## [Exercise prompt]
Convert the records below into a JSON list of strings with one string for each line, leaving out any blank lines.

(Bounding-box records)
○ ○ ○ ○ ○
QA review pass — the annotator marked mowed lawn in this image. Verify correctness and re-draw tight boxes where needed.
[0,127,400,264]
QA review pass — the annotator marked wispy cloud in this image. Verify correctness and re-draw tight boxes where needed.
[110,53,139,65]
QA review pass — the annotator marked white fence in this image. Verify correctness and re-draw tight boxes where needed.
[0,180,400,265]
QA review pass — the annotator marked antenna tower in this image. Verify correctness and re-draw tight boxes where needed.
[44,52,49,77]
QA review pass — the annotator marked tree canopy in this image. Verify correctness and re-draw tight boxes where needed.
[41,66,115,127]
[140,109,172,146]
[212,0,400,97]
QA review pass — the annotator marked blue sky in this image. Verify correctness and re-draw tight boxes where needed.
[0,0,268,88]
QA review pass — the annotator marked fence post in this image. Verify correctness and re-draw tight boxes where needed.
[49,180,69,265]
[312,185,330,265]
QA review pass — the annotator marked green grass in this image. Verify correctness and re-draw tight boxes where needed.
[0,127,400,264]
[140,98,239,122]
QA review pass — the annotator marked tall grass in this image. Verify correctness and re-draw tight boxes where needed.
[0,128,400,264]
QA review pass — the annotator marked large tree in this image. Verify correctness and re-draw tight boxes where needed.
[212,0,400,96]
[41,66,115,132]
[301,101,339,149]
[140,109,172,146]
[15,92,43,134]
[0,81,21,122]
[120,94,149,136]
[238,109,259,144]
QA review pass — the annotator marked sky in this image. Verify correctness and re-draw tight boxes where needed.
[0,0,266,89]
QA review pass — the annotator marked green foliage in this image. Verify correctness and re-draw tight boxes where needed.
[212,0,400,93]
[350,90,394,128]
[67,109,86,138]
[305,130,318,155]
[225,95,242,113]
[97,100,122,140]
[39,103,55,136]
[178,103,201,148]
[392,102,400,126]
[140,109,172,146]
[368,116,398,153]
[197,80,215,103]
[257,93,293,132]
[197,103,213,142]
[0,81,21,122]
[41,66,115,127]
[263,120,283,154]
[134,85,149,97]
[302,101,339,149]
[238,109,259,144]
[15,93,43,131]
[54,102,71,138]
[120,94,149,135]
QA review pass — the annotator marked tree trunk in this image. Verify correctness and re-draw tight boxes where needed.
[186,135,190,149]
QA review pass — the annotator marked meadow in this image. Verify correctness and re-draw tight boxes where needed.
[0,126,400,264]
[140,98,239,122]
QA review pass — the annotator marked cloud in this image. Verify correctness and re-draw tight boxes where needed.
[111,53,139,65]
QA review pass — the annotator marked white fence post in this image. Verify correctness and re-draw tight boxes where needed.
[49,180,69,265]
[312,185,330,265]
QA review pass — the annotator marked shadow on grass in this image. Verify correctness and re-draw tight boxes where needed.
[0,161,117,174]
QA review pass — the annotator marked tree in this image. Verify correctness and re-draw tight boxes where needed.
○ ○ ○ ○ ○
## [Written answer]
[
  "QA review pass — the annotator marked mowed lawn in this image. Verify correctness and re-draw tight boxes where needed.",
  "[0,127,400,264]",
  "QA review pass — the annotator marked wispy cloud in this image. Verify correctness and re-draw tight boxes where needed.",
  "[110,53,139,65]",
  "QA review pass — the annotator marked white fence in this image. Verify correctness and re-draw tight boxes where needed.",
  "[0,180,400,265]",
  "QA review pass — the annotator marked antenna tower in this image. Verify correctness and re-draw tight boxes where needed.",
  "[44,52,49,77]",
  "QA review pass — the annotator marked tree canopy in this image. Verify correctness and re-draw tight boxes where needed.",
  "[41,66,115,127]",
  "[140,109,172,146]",
  "[212,0,400,97]",
  "QA review pass — the annotator marked blue sky in this image. Verify correctness and re-draw tight boxes where needed.",
  "[0,0,268,88]",
  "QA review pass — the annotator marked fence post in this image. Verify correctness and re-draw tight boxes where needed.",
  "[49,180,69,265]",
  "[312,185,330,265]",
  "QA review pass — the annotator marked green grass in this image. Verify correctness and re-draw tight boxes where needed.",
  "[0,127,400,264]",
  "[140,98,239,122]",
  "QA review pass — the annotator marked tall grass in this image. Verify correctness and re-draw tight boxes where needed.",
  "[0,128,400,264]",
  "QA review pass — the annotator marked large tree in this image. Verify correctness and re-draw tight boxes where needed.",
  "[212,0,400,96]",
  "[41,66,115,132]",
  "[301,101,339,149]",
  "[140,109,172,146]",
  "[15,92,43,134]",
  "[0,81,21,122]",
  "[120,94,149,136]",
  "[238,109,259,144]",
  "QA review pass — the annotator marked sky in this image. Verify correctness and re-draw tight boxes where needed.",
  "[0,0,266,89]",
  "QA review pass — the annotator marked green foliage in this image. Verify correctness and re-draw tight boxes where needed.",
  "[212,0,400,93]",
  "[350,90,394,128]",
  "[67,109,86,138]",
  "[305,130,318,155]",
  "[225,95,242,113]",
  "[97,100,122,140]",
  "[39,103,55,136]",
  "[178,103,201,148]",
  "[392,102,400,126]",
  "[140,109,172,146]",
  "[368,116,398,153]",
  "[197,80,215,103]",
  "[257,93,293,132]",
  "[197,103,213,142]",
  "[0,81,21,122]",
  "[41,66,115,127]",
  "[263,120,283,154]",
  "[134,85,149,97]",
  "[302,101,339,149]",
  "[238,109,259,144]",
  "[15,93,43,131]",
  "[54,102,71,138]",
  "[120,94,149,135]",
  "QA review pass — the annotator marked tree trunk in this image. Verify correctness and re-draw tight boxes where needed.",
  "[186,135,190,149]",
  "QA review pass — the annotator marked meadow in this image. Verify correctness and re-draw tight boxes where needed.",
  "[0,126,400,264]",
  "[140,98,239,122]",
  "QA review pass — the annotator marked cloud in this image. Verify correctness and re-draw tight boxes where needed.",
  "[111,53,139,65]",
  "QA review pass — the annotator marked white fence post in this image. Verify correctness and re-draw tight boxes where needed.",
  "[49,180,69,265]",
  "[312,185,330,265]",
  "QA review pass — the annotator marked shadow on grass in this image. Verify correctness and re-draw tight boxes where needed.",
  "[0,161,117,174]",
  "QA review pass — the annotator marked tree in this image. Verify correctness and re-draw tight boxes where needed."
]